-------- Provided data --------
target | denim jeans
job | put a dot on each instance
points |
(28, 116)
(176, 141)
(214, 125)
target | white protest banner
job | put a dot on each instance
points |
--------
> _Prompt_
What is needed is an exact, complete copy of the entries above.

> _Output below_
target | denim jeans
job | put a dot on each instance
points |
(28, 116)
(176, 141)
(214, 125)
target | white protest banner
job | put a dot on each instance
points |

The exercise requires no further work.